BEGIN Exercise material

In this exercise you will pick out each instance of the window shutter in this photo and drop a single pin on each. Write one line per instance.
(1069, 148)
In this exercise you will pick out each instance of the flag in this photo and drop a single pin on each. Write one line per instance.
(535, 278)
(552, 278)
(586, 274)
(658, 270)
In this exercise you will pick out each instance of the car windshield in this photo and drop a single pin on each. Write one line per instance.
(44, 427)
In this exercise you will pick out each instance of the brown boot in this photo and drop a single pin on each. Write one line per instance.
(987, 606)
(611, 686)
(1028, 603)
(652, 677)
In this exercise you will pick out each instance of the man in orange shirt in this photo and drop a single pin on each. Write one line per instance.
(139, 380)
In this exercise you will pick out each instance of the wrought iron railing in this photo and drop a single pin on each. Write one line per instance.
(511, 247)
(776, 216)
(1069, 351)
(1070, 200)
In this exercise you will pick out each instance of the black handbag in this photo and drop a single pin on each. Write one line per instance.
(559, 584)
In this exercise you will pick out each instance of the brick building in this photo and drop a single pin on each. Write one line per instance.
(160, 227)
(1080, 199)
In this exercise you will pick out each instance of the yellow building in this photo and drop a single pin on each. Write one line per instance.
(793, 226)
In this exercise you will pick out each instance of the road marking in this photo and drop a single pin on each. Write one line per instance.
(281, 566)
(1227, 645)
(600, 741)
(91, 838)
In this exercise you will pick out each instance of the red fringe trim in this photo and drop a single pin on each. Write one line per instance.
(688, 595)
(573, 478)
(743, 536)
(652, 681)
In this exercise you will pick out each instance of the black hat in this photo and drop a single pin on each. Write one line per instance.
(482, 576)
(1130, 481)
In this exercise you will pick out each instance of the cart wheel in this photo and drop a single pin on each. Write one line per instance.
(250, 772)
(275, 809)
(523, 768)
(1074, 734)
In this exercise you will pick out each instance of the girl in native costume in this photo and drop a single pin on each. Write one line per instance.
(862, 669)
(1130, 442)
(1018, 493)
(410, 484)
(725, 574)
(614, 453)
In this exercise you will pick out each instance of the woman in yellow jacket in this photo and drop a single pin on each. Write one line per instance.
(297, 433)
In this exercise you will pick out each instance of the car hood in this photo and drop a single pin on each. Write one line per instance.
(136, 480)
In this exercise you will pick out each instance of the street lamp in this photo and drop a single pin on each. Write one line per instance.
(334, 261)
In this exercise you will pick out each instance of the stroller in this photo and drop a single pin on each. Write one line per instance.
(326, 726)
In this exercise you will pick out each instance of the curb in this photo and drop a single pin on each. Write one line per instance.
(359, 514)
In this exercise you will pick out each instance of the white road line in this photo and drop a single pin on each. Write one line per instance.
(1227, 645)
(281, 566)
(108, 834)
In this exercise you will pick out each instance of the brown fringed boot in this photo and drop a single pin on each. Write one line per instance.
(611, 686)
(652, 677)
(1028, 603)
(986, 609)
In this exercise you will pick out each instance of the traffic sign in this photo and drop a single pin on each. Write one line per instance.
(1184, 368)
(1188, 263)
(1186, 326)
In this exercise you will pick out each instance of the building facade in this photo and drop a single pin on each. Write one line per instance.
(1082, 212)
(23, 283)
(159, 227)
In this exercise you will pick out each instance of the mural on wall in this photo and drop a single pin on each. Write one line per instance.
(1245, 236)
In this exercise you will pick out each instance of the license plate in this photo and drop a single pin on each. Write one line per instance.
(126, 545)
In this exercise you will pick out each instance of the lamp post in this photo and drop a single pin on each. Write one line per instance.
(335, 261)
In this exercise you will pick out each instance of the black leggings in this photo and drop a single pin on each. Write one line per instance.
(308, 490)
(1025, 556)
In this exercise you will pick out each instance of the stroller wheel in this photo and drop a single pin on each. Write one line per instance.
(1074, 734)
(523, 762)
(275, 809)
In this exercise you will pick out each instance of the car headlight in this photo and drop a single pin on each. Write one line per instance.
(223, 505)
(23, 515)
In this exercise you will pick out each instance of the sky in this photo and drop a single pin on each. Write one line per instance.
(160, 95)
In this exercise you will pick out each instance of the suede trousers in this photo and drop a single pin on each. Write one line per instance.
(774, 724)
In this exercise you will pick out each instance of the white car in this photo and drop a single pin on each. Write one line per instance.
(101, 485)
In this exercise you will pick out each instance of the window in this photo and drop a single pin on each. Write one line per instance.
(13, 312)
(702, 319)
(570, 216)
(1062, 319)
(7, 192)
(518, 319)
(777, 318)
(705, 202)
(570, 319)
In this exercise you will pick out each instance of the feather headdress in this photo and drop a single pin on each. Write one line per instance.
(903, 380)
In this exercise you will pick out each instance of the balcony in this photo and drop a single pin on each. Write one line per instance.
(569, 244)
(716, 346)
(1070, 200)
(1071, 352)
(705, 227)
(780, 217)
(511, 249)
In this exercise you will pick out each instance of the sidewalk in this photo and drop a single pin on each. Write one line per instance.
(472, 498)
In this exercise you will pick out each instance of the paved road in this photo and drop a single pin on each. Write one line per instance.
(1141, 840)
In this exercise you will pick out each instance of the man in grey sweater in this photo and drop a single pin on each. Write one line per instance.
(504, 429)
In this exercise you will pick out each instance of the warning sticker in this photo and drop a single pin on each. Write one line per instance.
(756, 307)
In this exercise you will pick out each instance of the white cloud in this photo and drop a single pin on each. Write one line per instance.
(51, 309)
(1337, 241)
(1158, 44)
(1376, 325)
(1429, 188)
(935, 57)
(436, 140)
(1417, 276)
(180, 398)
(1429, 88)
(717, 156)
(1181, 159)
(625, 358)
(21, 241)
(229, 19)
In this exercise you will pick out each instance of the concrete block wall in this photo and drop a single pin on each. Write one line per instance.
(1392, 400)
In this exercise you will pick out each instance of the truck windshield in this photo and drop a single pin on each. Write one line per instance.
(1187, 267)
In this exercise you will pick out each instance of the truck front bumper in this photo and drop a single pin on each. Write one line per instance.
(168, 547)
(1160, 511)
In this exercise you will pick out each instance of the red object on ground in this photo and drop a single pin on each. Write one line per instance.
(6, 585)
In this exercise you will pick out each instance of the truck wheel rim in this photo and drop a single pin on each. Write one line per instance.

END Exercise material

Copy every line of the records above verbatim.

◆ **Result**:
In this exercise you will pick out each instance of the window shutter in this photo and drop a single pin on each. Write one line per instance.
(1069, 148)
In this exercise you will pick out each instance of the flag in this photo and drop a single pin on each. Write one line per instance.
(535, 278)
(552, 278)
(586, 274)
(658, 270)
In this exercise you will pick out each instance of the car windshield in this photo and drop a single pin on each. Write one line per instance.
(44, 427)
In this exercise you will pick out each instance of the brown boot in this photo and drop a single pin on each. Write one line per instance.
(987, 606)
(611, 686)
(1028, 603)
(652, 677)
In this exercise you will pick out each instance of the man in orange shirt in this photo and drop a single pin on each. Write one line per instance.
(139, 380)
In this exercise you will pick out each instance of the wrought iron railing in this photo and drop a single pin on each. Write one line per instance.
(511, 247)
(776, 216)
(1069, 351)
(1070, 200)
In this exercise you will pick out each instance of the black handbag in this photo and drop a single pin on each. Write one line per instance.
(559, 584)
In this exercise you will pick out each instance of the brick building in this photo and drop a single pin on each. Write one line per instance.
(160, 227)
(1080, 199)
In this exercise you will pick out each instance of the yellow building in this photo and drop a single pin on each. Write one line per instance.
(793, 226)
In this exercise you will pick out each instance of the road marking in this photo and drop a single pin on each. Write one line per instance.
(281, 566)
(1227, 645)
(600, 741)
(91, 838)
In this exercise you will pick out each instance of the red fringe trim in this photo and drop a single pin on each. Write one line per instance.
(688, 595)
(573, 478)
(743, 536)
(652, 681)
In this exercise you will pick out each instance of the black hat in this photo and drop a single pin on each. Write one line per instance.
(482, 576)
(1130, 481)
In this exercise you will pick out each instance of the cart wheel in this photo and drop a single pin on each. Write one line per instance.
(250, 772)
(275, 809)
(523, 768)
(1074, 734)
In this exercise you will pick out each instance of the girl in native costume in this photo and drop a single pin on each. Write one line per instance.
(862, 669)
(1130, 442)
(1018, 493)
(410, 484)
(725, 574)
(614, 453)
In this exercise you will pick out each instance of the woman in yellow jacket in this photo and drop a single pin on each. Write one line per instance.
(297, 433)
In this exercise you will pick out each instance of the car hood in this photo and drop a single pin on each. Write one line per instance.
(136, 480)
In this exercise you will pick out each instance of the street lamp in this photo and drop a single pin on each. Write one line per instance.
(334, 261)
In this exercise you will pick out each instance of the stroller in this photo and drop a single pin on each. Write one line per instance.
(326, 726)
In this exercise you will pick out each instance of the curb in this photo and drop a single pin on each. Write one line per instance.
(359, 514)
In this exercise you will pick out each instance of the white road line in this photo and drop a single pin on each. Write one line per instance.
(1227, 645)
(281, 566)
(108, 834)
In this exercise you will pick out each instance of the brown fringed boot in this photo and drop a single pin on each. Write one line per instance.
(611, 686)
(652, 677)
(1028, 603)
(986, 609)
In this exercise you will pick out each instance of the traffic sign in this photo and drop a single pin on each. Write one line per instance.
(1184, 368)
(1188, 263)
(1186, 326)
In this exercise you will pick out each instance of the building facade in this photo and drop a single pin on each. Write one line per instance.
(1082, 212)
(23, 283)
(159, 227)
In this exercise you will pick out each instance of the mural on wall in this photo and drop a single pin on each. Write one line per instance.
(1245, 236)
In this exercise you will pick out each instance of the license plate in this photo and drop a single pin on each. Write one line per instance.
(126, 545)
In this exercise you will pick out each instance of the lamp post in this photo and drop a single pin on each. Write one line per instance.
(335, 261)
In this exercise you will pick out each instance of the black leggings in this photo and drop a single pin on each. Write one line per instance.
(308, 490)
(1025, 556)
In this exercise you will pick out each instance of the stroller wheel in this photo and drop a single pin on each. Write one line per instance.
(1074, 734)
(523, 762)
(275, 809)
In this exercise you will pick out each instance of the car headlight in this photo and drop a single pin on each. Write one line per instance.
(223, 505)
(23, 515)
In this exercise you will pick out each instance of the sky in this photo and drop a single pin on each. Write one line per instance.
(160, 95)
In this exercise you will pick out each instance of the suede trousers in this photo and drop a single pin on each. Write one line per instance.
(774, 724)
In this exercise you will pick out each instance of the white car in this photo and drop a single pin on each. Write one line per instance.
(101, 485)
In this exercise you will pick out each instance of the window in this photo and drop a single pin on each. Write one line per instance.
(13, 312)
(702, 319)
(570, 216)
(1062, 319)
(7, 192)
(518, 319)
(777, 318)
(705, 202)
(570, 319)
In this exercise you will pick out each instance of the feather headdress in this photo and drop a single pin on each. Write one line per instance.
(903, 380)
In this exercise you will pick out each instance of the balcony in this photo and drop a single pin on each. Write one line per instance.
(569, 244)
(716, 346)
(1070, 200)
(1071, 352)
(705, 227)
(780, 217)
(511, 249)
In this exercise you will pick out each instance of the sidewalk in this photo and drop a single pin on each. Write one line per instance.
(472, 498)
In this exercise you will pick out each instance of the paved road in this photo and drop a single pin on each. Write one line per instance.
(1141, 840)
In this exercise you will pick out each instance of the man in grey sweater in this photo and drop a single pin on each. Write one line per instance.
(504, 429)
In this exercise you will pick out each instance of the warning sticker in this photo and drop a single pin on each. Write one line per instance.
(756, 307)
In this exercise you will pick out each instance of the white cloud in this photo and drop a single pin on each. Write one line per instance.
(51, 309)
(1337, 241)
(1158, 44)
(1376, 325)
(1429, 188)
(935, 57)
(436, 140)
(1417, 276)
(180, 398)
(1429, 88)
(717, 156)
(1181, 159)
(625, 358)
(21, 241)
(229, 19)
In this exercise you will pick out each instance of the concrete block wall in this photo and drop a single pin on each. Write one line per instance.
(1392, 400)
In this exercise you will pick out each instance of the truck windshield in this photo and drop a single pin on each. Write one line per instance.
(1187, 267)
In this exercise you will pick out each instance of the truck front bumper in this photo and drop a single pin on each. Write one line per instance.
(168, 547)
(1160, 511)
In this exercise you will pick out each instance of the red object on ground in this photo and drop a single pin on each. Write one line per instance.
(6, 585)
In this exercise you will pick out each instance of the truck wheel rim in this photo and drop a single pin on each. Write one line per instance.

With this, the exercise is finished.